▶ HOW TO COMPLETE THIS TASK
Your answer should be the lines of the data below that contain "diamond".

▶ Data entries
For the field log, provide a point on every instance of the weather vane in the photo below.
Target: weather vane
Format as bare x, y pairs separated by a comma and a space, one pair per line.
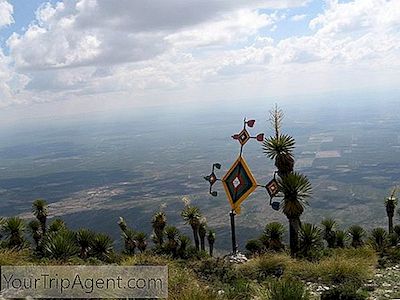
239, 182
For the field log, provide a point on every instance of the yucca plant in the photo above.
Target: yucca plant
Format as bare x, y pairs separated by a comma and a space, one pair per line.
296, 188
39, 209
192, 216
202, 234
141, 240
378, 239
357, 234
329, 231
36, 232
341, 238
61, 246
102, 246
279, 147
158, 222
14, 229
273, 234
390, 205
310, 240
84, 238
211, 240
172, 233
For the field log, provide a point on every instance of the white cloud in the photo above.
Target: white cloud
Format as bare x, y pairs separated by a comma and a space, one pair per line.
6, 13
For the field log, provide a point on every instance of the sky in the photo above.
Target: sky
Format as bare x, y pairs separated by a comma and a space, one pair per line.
82, 55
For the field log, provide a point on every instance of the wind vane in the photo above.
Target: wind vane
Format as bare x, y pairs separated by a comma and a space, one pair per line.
239, 181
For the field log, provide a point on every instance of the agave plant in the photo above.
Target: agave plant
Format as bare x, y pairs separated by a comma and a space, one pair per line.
273, 233
341, 238
202, 234
211, 240
357, 234
378, 239
14, 228
159, 222
310, 239
192, 216
102, 246
141, 240
36, 232
84, 239
329, 231
172, 234
39, 209
390, 205
61, 246
296, 189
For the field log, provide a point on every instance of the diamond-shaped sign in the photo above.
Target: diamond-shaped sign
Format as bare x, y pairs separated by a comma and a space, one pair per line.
238, 183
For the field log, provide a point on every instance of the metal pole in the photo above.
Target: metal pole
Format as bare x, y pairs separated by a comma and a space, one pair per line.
234, 247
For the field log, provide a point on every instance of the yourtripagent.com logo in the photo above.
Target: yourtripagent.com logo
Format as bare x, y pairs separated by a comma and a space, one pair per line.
84, 281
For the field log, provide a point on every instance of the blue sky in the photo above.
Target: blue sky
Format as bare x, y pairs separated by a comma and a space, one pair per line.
86, 54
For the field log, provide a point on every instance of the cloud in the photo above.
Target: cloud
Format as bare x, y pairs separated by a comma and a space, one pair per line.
6, 13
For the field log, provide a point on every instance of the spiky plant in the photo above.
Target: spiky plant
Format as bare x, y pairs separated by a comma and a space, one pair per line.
36, 232
273, 234
141, 240
390, 205
172, 234
39, 209
61, 246
296, 188
357, 234
102, 246
202, 234
329, 231
378, 239
14, 228
56, 225
192, 216
341, 238
211, 240
310, 239
158, 222
84, 238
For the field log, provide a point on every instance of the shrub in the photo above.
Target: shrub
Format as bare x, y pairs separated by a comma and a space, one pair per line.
343, 292
287, 289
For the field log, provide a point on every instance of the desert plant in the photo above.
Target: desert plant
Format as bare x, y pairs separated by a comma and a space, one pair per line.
202, 234
272, 235
296, 189
378, 239
390, 205
341, 238
84, 239
102, 246
329, 231
141, 240
39, 209
211, 240
192, 216
357, 234
287, 289
310, 240
158, 222
14, 229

▶ TASK SOLUTION
For the field log, provide a point on every instance of the diamond-shaped sign in the photo above.
Target: diamond-shaped sign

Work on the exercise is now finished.